(Stored dataset items)
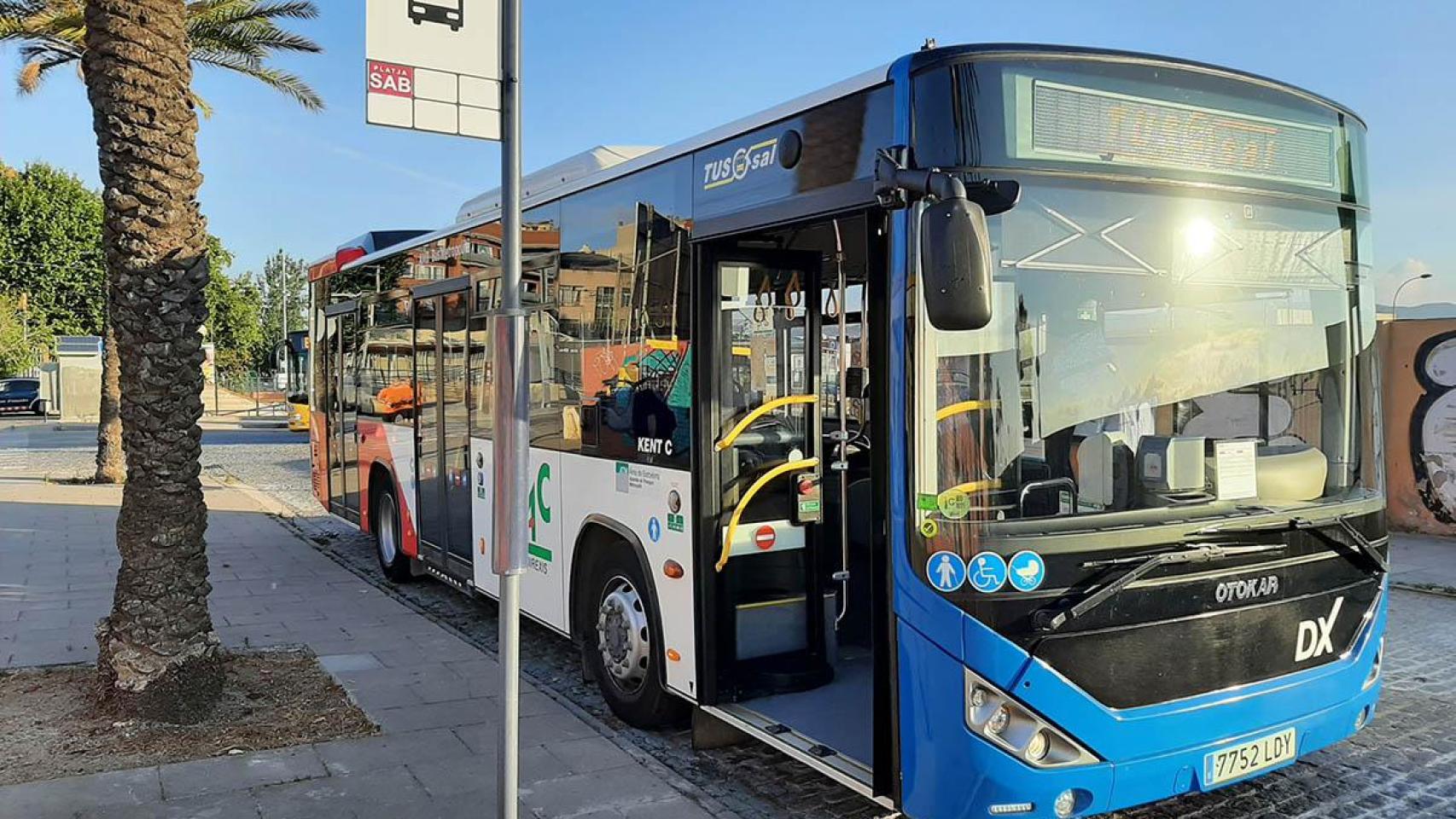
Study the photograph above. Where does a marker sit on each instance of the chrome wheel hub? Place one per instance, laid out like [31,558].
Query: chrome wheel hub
[387,546]
[624,636]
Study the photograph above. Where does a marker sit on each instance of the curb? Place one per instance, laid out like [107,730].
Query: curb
[1435,590]
[299,526]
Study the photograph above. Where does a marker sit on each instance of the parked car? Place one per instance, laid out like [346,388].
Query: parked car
[22,394]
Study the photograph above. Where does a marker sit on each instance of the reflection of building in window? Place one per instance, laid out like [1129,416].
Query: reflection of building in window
[604,307]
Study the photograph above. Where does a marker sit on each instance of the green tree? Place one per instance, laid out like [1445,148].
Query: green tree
[235,315]
[284,284]
[50,247]
[22,336]
[237,35]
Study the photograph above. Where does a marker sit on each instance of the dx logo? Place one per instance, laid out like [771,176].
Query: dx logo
[1315,636]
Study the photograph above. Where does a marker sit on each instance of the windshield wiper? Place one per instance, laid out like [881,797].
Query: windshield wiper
[1142,565]
[1360,543]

Exercise:
Using the data above, tally each line that contains "laid". Write only the total.

Answer for the task:
7